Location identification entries
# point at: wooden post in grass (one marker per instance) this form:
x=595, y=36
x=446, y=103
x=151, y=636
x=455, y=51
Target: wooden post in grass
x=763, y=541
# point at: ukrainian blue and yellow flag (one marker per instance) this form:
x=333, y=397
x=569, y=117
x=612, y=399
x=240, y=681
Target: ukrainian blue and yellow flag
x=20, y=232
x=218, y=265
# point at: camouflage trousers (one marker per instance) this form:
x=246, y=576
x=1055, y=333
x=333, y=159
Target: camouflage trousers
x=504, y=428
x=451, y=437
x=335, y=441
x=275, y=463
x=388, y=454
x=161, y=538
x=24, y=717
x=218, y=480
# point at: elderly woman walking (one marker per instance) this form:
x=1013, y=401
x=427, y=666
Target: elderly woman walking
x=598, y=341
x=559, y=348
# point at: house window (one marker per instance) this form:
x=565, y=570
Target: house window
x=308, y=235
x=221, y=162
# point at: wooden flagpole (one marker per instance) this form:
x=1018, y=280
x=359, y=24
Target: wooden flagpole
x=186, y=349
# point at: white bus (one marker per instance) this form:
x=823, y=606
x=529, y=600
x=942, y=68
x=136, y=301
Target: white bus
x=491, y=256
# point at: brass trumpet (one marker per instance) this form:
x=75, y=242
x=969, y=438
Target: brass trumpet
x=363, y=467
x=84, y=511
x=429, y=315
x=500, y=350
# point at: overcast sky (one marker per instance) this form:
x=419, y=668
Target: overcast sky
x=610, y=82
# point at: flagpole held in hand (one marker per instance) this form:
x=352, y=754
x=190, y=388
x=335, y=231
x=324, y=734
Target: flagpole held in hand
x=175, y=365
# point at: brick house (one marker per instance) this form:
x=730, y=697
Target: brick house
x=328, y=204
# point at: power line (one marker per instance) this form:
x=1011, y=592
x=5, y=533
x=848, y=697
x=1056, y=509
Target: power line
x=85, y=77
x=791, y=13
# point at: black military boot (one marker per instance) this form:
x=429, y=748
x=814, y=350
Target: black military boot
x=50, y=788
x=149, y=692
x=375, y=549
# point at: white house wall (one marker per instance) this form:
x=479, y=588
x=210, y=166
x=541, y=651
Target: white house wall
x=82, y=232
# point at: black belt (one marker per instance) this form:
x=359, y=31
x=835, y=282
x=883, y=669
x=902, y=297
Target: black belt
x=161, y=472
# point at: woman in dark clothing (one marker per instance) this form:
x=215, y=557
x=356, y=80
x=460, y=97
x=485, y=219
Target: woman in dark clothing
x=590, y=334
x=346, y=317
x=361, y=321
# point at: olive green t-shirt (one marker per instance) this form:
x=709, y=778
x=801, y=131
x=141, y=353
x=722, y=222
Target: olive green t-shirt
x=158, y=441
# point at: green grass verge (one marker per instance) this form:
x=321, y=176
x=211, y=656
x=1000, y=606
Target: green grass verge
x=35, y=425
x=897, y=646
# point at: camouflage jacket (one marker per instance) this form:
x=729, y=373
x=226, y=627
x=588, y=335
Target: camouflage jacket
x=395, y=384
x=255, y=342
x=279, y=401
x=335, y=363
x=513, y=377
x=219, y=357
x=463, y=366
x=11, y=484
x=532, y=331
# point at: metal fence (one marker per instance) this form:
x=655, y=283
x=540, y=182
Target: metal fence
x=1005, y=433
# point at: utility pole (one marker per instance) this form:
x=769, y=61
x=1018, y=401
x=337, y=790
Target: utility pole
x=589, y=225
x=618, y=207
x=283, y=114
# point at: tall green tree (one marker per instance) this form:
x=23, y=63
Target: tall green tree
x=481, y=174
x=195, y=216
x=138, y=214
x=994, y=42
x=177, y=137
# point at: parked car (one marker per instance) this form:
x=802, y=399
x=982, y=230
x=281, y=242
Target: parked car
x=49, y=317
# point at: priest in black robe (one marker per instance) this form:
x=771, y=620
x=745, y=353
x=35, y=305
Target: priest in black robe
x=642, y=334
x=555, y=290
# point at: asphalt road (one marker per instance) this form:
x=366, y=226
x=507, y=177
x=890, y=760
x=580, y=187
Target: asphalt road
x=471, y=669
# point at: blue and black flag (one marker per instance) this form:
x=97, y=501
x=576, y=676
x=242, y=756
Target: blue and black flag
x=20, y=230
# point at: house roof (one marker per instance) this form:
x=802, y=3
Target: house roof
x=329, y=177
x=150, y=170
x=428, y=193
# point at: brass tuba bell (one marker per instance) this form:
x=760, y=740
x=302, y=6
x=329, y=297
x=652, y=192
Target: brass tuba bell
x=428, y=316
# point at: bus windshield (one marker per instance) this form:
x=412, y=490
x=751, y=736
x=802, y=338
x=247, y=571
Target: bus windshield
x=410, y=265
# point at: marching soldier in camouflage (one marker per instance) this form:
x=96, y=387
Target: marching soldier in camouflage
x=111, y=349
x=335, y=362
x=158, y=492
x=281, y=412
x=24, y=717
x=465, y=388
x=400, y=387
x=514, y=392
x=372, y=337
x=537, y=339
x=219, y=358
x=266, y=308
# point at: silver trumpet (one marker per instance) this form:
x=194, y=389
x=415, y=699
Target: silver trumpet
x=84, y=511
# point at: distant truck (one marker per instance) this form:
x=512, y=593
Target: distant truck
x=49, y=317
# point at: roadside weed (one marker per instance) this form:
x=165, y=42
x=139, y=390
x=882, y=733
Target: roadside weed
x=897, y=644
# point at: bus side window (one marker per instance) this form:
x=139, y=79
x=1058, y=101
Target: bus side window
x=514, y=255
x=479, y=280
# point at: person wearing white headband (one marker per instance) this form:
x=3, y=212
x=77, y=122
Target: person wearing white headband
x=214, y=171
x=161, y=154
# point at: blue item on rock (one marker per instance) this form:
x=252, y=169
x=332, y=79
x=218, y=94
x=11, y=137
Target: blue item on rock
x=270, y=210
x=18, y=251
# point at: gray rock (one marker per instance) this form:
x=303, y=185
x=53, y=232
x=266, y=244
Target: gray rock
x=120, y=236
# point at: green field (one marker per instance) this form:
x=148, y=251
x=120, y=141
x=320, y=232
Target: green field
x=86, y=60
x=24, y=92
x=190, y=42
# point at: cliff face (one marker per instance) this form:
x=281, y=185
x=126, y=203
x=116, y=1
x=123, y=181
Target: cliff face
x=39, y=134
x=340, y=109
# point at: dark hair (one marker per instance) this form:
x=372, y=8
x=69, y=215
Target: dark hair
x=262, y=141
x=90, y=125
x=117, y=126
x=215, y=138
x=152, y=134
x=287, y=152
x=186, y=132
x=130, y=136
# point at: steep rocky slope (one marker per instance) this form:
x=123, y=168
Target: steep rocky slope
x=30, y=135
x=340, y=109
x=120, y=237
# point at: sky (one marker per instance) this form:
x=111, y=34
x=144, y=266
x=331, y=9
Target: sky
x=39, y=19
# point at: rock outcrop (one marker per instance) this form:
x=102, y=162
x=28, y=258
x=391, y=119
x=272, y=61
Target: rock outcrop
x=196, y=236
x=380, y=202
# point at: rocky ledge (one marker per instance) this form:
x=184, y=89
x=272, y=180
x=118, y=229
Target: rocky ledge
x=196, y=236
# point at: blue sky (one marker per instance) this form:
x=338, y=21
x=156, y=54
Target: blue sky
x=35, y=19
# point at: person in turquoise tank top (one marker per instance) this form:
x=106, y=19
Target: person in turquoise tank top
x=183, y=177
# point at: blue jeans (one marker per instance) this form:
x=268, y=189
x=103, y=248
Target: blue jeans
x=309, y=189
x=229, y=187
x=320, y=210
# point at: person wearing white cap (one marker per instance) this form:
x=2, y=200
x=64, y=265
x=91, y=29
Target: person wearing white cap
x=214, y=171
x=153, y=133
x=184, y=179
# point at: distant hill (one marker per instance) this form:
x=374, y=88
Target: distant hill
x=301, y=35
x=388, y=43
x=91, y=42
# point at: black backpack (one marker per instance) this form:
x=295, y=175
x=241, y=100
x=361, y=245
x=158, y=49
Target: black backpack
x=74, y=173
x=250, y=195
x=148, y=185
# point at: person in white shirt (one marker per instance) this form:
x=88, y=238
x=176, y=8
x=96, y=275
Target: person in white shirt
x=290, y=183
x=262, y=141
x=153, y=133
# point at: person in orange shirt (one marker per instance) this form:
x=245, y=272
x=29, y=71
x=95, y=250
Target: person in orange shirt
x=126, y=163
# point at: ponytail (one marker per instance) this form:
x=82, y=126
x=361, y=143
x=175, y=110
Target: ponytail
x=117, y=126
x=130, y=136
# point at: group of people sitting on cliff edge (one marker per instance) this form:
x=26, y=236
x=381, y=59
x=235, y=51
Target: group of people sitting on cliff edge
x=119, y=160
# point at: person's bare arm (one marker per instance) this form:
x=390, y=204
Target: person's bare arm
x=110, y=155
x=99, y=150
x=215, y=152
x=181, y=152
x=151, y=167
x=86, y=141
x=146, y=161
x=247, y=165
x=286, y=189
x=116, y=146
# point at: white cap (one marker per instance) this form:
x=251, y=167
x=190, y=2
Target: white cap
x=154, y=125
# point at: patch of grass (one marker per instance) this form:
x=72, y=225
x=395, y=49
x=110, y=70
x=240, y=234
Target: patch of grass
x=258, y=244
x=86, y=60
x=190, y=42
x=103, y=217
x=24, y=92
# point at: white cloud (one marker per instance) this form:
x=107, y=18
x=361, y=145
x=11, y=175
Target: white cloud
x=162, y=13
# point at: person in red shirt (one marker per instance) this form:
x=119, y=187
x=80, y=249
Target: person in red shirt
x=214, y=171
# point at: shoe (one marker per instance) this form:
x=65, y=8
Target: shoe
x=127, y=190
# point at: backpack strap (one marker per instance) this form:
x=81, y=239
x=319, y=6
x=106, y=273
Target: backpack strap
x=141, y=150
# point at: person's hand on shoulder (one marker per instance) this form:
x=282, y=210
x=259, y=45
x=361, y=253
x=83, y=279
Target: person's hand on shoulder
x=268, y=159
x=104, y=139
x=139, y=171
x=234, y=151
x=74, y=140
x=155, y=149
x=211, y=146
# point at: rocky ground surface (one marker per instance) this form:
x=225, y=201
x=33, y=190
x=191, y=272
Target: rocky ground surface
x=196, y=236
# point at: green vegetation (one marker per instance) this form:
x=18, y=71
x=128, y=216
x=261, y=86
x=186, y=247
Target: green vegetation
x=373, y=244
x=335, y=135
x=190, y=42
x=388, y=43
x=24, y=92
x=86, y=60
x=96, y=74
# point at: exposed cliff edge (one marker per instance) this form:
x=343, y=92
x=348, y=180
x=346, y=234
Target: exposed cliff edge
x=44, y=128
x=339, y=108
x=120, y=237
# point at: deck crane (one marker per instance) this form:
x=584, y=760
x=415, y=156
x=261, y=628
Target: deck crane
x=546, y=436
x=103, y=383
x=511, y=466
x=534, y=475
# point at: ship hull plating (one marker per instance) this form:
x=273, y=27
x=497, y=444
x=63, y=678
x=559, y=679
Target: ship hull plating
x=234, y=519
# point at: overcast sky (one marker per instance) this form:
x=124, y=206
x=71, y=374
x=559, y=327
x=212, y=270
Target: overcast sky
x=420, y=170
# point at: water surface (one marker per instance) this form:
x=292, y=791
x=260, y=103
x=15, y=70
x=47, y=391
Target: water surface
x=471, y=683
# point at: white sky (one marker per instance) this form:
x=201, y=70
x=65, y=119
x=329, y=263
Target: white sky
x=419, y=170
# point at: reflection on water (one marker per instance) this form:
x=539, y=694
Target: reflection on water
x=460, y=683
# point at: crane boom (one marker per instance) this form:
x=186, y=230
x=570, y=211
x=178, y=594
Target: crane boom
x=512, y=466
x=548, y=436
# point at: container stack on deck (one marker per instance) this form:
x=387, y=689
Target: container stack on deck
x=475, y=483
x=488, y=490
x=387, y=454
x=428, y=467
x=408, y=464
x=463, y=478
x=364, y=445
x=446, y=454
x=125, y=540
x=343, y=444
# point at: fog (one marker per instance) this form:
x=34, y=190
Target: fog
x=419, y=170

## TASK DESCRIPTION
Copy out the records between the lines holding "# point at: patch" and "x=162, y=13", inclusive, with every line kept, requests and their sample points unchanged. Multiply each coordinate that follows a "Target:" line by 1.9 and round to a whole number, with halves going up.

## THE ANSWER
# point at: patch of grass (one marker per instance) this form:
x=72, y=225
x=395, y=49
x=110, y=70
x=240, y=234
Target: patch of grass
x=490, y=464
x=163, y=114
x=361, y=80
x=196, y=412
x=46, y=175
# point at: white cloud (one marker per instance) this form:
x=107, y=18
x=361, y=145
x=11, y=175
Target: white cloud
x=308, y=25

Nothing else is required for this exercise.